*Problem A:*
In the text below on the Florida real estate exam, how much time do test takers have to complete the sales associate exam?
*Problem B:*
Continue the text below on preparing for the Florida real estate exam, picking up after its last line.

*Source text:*
How Ardelia Prepares You for the Florida Real Estate Exam
Ardelia is built specifically for the Florida real estate licensing exam. The question bank is built around the DBPR content outline, with questions written to match the format, difficulty, and phrasing of actual exam questions. Every question includes a full explanation of why the correct answer is right and why each wrong answer is wrong — so you learn the reasoning, not just the answer.
The adaptive engine tracks your performance across every topic and automatically routes more questions to your weakest areas. If you are strong on Federal and State Laws Pertaining to Real Estate but weak on Property Rights and Estates, your study sessions rebalance automatically — so every minute you spend practicing is targeted at the areas most likely to affect your score.
Start with the free diagnostic to get a clear baseline before you begin studying. The diagnostic identifies your current strengths and weaknesses across all exam topics and generates a personalized study plan based on your results.
Frequently Asked Questions
- How many questions are on the Florida real estate sales associate exam?
- The Florida real estate sales associate exam has 100 multiple-choice questions, all weighted equally. The exam is a single combined test — Florida-specific law and general real estate concepts appear interwoven throughout, not split into separate national and state portions as in many other states. You have 3.5 hours (210 minutes) to complete it.
- What is the passing score on the Florida real estate exam?
- 75 out of 100, or 75%. All questions are worth one point, and you must answer at least 75 correctly to pass. There is no separate passing requirement for any section — the entire exam is scored as a single combined total.
- How long do I have to wait to retake the Florida real estate exam if I fail?

*The data:*
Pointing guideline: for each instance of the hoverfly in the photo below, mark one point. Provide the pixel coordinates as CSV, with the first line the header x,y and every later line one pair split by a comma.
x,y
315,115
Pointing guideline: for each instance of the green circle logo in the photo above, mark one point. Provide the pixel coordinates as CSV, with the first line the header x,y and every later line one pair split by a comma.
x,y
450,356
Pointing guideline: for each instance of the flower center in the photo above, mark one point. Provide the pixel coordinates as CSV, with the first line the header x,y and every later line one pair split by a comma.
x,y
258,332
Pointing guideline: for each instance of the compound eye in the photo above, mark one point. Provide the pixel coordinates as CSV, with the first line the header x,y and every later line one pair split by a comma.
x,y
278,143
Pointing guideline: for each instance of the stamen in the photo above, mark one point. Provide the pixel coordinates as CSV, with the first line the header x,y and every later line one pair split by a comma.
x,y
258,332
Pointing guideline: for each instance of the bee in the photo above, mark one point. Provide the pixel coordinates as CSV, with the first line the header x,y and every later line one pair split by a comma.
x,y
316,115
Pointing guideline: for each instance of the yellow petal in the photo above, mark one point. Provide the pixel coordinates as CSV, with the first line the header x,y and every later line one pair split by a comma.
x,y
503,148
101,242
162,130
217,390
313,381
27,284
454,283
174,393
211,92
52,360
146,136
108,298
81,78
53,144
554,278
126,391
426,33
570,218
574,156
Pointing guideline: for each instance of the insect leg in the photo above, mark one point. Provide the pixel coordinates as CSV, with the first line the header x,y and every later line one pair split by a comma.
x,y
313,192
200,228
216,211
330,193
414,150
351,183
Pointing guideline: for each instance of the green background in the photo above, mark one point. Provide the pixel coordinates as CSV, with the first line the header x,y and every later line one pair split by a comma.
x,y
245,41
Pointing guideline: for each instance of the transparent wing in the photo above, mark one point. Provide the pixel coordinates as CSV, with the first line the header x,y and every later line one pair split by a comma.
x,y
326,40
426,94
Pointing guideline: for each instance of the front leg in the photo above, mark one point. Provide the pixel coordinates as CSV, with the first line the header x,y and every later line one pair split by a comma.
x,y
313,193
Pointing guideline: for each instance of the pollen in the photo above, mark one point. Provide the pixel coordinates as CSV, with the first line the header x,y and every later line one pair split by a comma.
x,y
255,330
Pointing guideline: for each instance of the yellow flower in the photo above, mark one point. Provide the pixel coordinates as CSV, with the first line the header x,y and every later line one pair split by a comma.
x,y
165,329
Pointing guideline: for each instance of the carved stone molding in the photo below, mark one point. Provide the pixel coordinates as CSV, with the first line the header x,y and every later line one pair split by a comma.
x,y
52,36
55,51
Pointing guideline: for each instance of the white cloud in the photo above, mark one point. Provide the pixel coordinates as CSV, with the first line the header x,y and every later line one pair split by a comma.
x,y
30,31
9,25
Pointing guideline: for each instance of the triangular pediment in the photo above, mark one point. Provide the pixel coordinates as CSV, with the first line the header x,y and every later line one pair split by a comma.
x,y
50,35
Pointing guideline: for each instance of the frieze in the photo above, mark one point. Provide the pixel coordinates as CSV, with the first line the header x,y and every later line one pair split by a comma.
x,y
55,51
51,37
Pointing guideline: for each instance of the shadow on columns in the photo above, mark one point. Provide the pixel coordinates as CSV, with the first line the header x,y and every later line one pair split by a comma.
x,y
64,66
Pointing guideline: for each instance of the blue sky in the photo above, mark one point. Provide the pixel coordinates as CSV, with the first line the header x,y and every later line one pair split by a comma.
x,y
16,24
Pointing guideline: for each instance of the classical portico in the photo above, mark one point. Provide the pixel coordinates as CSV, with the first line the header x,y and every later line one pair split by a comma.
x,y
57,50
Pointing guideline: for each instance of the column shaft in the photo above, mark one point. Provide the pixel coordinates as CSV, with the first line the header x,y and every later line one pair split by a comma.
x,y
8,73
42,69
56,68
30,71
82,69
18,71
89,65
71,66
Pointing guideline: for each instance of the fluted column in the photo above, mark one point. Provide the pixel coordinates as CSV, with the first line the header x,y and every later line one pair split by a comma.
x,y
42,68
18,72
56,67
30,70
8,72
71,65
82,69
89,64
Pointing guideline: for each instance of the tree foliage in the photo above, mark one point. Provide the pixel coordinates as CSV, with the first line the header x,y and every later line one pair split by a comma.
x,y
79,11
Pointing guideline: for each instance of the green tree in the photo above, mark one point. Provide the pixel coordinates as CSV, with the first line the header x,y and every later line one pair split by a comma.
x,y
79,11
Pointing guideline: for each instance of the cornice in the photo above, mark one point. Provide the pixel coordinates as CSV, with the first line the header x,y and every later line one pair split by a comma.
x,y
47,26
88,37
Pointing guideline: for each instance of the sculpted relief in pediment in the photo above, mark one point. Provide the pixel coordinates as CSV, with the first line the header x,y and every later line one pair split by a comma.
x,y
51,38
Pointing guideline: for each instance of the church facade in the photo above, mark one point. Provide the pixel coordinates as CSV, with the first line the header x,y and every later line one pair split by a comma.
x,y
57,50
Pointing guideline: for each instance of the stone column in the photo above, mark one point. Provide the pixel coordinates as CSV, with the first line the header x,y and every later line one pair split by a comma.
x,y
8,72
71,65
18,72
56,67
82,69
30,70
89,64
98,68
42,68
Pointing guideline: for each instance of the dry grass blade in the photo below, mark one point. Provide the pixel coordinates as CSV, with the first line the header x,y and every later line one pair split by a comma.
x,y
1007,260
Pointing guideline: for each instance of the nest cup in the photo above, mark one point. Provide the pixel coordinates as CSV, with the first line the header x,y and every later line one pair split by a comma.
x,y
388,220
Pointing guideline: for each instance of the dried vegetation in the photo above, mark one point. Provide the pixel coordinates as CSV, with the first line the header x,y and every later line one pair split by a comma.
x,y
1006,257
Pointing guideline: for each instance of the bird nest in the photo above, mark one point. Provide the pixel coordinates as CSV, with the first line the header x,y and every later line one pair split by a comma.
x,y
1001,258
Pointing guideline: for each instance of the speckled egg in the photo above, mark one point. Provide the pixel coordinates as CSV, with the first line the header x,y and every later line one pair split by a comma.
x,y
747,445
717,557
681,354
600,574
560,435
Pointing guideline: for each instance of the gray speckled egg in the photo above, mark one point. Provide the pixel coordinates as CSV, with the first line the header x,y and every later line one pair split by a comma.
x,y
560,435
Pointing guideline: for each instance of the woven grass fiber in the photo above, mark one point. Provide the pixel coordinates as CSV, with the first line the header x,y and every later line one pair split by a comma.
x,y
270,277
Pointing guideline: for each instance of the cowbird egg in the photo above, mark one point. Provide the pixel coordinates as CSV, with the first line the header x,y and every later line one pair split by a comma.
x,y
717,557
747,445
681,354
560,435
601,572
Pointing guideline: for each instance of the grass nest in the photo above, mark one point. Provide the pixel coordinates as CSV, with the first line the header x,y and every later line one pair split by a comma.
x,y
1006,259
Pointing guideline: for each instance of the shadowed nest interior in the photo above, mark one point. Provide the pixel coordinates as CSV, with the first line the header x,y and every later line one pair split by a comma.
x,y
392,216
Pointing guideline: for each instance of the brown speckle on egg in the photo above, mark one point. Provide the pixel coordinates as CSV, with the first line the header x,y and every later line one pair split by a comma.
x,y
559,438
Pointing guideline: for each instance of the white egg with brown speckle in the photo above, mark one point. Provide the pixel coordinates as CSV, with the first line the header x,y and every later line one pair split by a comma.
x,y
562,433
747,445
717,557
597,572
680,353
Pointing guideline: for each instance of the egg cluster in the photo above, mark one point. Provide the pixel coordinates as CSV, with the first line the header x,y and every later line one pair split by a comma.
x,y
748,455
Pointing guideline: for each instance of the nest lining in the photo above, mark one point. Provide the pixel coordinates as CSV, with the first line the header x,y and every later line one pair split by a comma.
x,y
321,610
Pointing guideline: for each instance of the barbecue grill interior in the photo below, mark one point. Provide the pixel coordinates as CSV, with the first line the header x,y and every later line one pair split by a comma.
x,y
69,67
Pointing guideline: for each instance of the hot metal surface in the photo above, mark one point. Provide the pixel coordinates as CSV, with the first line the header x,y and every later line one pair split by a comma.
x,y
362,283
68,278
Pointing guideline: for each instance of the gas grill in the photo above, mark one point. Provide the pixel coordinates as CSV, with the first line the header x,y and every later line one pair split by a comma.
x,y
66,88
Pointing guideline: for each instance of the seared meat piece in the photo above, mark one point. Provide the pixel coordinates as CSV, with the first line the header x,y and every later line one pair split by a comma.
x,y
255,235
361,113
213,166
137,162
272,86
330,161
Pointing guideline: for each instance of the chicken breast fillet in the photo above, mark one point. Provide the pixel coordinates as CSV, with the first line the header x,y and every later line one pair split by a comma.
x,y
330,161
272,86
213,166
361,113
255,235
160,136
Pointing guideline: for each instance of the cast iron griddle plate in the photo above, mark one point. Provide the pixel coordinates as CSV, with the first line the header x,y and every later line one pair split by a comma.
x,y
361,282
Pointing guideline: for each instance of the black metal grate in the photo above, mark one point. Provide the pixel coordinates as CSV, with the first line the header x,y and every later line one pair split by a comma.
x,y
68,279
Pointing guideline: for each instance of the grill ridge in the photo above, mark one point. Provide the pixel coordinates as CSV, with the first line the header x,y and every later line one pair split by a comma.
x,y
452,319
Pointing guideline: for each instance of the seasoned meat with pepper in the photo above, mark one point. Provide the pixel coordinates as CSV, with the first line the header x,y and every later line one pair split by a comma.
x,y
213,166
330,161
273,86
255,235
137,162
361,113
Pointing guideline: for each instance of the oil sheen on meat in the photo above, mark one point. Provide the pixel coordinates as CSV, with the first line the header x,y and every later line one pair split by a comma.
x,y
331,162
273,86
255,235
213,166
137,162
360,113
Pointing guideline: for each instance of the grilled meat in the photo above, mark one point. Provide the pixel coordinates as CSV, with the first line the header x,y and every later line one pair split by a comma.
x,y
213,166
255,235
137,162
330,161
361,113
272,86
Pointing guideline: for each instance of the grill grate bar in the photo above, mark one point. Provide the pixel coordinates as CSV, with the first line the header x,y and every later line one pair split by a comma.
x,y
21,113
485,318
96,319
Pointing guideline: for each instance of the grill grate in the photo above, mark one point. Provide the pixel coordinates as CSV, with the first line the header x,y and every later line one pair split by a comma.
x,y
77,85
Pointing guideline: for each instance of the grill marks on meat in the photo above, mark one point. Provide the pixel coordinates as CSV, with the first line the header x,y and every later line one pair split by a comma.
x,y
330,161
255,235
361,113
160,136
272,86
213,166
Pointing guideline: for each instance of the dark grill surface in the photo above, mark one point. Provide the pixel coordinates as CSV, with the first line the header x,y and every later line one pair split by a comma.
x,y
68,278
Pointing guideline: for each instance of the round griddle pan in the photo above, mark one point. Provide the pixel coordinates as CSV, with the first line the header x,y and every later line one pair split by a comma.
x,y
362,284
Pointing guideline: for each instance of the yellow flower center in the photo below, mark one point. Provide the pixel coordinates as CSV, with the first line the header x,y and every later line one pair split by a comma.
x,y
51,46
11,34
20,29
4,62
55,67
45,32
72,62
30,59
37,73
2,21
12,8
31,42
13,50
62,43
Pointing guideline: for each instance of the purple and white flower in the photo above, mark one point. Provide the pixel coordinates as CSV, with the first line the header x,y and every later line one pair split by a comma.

*Written answer A:*
3.5 hours (210 minutes).

*Written answer B:*
- 24 hours. You may schedule a retake as soon as 24 hours after your last attempt, subject to seat availability at the testing center. There is no statutory limit on the number of times you may retake the exam, but each attempt requires a new $36.75 exam fee paid to Pearson VUE. If you want to see which questions you answered incorrectly, DBPR offers an optional paid exam review — but the request to review must be made within 21 days from the date of the exam, and reviews cover only the questions you answered incorrectly on your most recent exam. For the full breakdown of FREC scoring rules and the two-year course-validity rule, see our guide to the 75-point passing standard and retake rules.
- What happens if I fail the Florida real estate exam?
- Save your official result report and use any diagnostic information it provides to guide your retake plan. Focus especially on Florida license law, brokerage relationships, math-heavy questions, and any content areas that felt weak during the exam. You may reschedule 24 hours later, and there is no limit on retakes — but each one costs another $36.75. You must also pass the exam within two years of completing your 63-hour pre-license course; if more than two years pass, you must retake the course before becoming eligible to test again.